Sunday, October 15, 2006

Mulling over Medawar

Speaking of essayists, Peter Medawar was as elegant a scientific essayist as you could find from the 1950s through to 1970s. Patrician, never less than confident in his own judgment, he made the reader feel that intellectual standards mattered, and you had better be pretty alert to match up to his.

His Pluto’s Republic, first published in 1982, is a collection of these essays, some major, some minor – and Armand Leroi’s third selection as a candidate for best science book ever. It ranges widely, from cancer and psychoanalysis to Teilhard de Chardin and IQ. The recurring theme, as Medawar describes it, is the question: “what is science, what kind of person is a scientist, and what kind of act of reasoning leads to scientific discovery and the enlargement of the understanding?”

The core of the answer lies in the piece reprinted from the 1960s, on Induction and Intuition in Scientific Thought. Here he declares his allegiance to Karl Popper, the scientist’s favourite philosopher of science. Interesting, I think, that he points out a couple of times that there had been no real studies of what scientists actually do – as opposed to what they are supposed to do. Well, there have now…


The book also contains Medawar’s sympathetic review of another on our list, The Double Helix. How’s this for a provocation?

Point-per-instance localization data:
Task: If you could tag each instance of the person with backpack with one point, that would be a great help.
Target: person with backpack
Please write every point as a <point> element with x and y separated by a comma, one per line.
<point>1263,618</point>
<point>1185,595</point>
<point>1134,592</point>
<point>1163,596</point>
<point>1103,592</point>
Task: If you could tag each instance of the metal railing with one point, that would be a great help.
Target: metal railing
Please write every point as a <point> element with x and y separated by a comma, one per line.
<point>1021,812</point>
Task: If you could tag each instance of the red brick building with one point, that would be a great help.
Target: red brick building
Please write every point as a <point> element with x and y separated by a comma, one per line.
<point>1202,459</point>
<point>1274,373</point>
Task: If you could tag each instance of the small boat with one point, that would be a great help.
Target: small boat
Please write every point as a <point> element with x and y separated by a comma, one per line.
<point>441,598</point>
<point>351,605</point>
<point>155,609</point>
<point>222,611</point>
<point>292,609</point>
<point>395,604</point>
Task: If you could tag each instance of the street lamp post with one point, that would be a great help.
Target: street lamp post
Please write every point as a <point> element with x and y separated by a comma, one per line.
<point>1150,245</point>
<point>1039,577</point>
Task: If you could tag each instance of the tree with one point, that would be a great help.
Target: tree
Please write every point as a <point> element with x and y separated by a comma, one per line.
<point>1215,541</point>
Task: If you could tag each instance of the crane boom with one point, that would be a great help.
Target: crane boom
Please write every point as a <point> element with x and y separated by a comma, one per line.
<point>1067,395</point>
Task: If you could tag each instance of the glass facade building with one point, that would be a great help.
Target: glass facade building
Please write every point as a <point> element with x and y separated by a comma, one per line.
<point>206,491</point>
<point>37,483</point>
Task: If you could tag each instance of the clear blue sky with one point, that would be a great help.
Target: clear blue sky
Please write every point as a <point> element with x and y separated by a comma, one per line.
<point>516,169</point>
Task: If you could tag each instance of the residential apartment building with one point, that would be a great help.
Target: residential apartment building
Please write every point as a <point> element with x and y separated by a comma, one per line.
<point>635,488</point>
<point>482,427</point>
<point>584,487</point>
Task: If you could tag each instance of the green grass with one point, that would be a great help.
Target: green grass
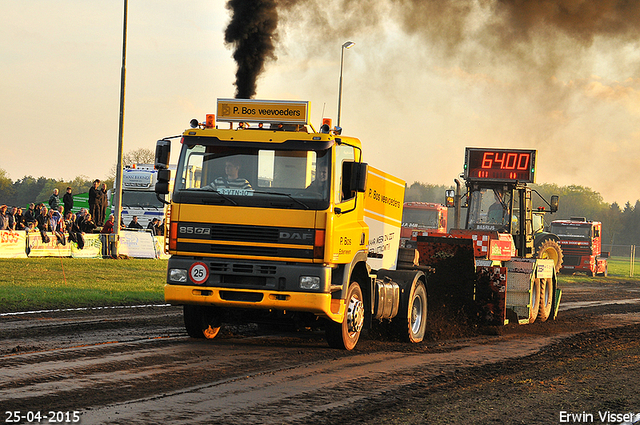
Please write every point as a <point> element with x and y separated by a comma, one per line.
<point>51,283</point>
<point>619,268</point>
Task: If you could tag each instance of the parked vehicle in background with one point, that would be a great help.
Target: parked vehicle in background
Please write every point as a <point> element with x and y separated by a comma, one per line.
<point>422,219</point>
<point>581,242</point>
<point>138,195</point>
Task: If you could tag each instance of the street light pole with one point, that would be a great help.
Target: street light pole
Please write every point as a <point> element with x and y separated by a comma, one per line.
<point>118,195</point>
<point>346,45</point>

_What to work on_
Answer these questions using the post about Peter Medawar.
1. In what year was Pluto's Republic first published?
2. Which philosopher does Medawar declare his allegiance to in the piece on Induction and Intuition in Scientific Thought?
3. Which other book on the list does Medawar review sympathetically in the collection?

_Problem solution_
1. 1982
2. Karl Popper
3. The Double Helix